* EXERCISE REQUIREMENTS *
Rewrite every item with "single dot" swapped for "single point" and everything else left as is. Leave out the pictures.

-- Start --

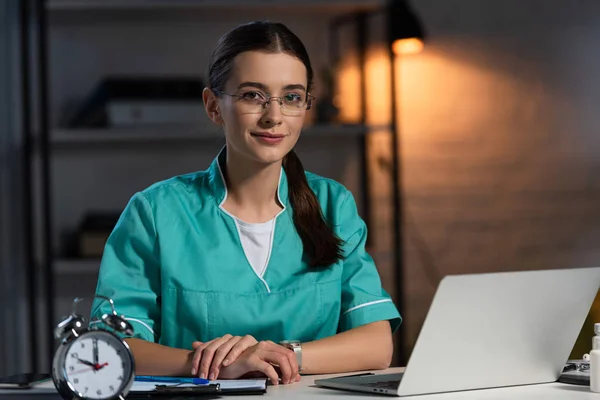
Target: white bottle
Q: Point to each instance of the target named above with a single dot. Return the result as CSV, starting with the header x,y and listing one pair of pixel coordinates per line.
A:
x,y
595,361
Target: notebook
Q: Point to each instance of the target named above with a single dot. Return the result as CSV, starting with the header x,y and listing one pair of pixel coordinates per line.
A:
x,y
491,330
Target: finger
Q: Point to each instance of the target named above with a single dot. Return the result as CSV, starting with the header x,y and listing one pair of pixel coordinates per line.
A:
x,y
238,348
220,354
208,354
198,354
281,361
197,357
267,369
293,363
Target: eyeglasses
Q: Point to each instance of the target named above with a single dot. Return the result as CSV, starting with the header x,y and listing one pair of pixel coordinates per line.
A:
x,y
256,102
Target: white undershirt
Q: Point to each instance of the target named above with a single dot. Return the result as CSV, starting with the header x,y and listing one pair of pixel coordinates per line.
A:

-- End --

* THE REPLY *
Target: white bottle
Q: Point to each instance of the target named above with a single point. Return the result as CSV, starting with the header x,y and listing one pair of pixel coordinates per line.
A:
x,y
595,361
Target: notebook
Q: Point to each instance of the target named above with a single point. Return the result as CSV, starting with the header x,y and listing one pair of pixel coordinates per line.
A:
x,y
491,330
Target: finger
Q: Point to each instance of the target named above with a single point. Return the result as CSV, starting with the header x,y and listing one pair of pixel coordinates per line.
A:
x,y
238,348
220,354
208,354
198,354
281,361
197,357
267,369
293,363
Target: eyeglasses
Q: Point to each instance of the target named above with a single point. Return the result as CSV, starting with the header x,y and listing one pair of pixel coordinates per line.
A:
x,y
256,102
Target: white undershirt
Q: Point to each instance of the target named above with a single point. Return the result as CSV, starting with the header x,y and listing one pair of pixel coordinates per line.
A:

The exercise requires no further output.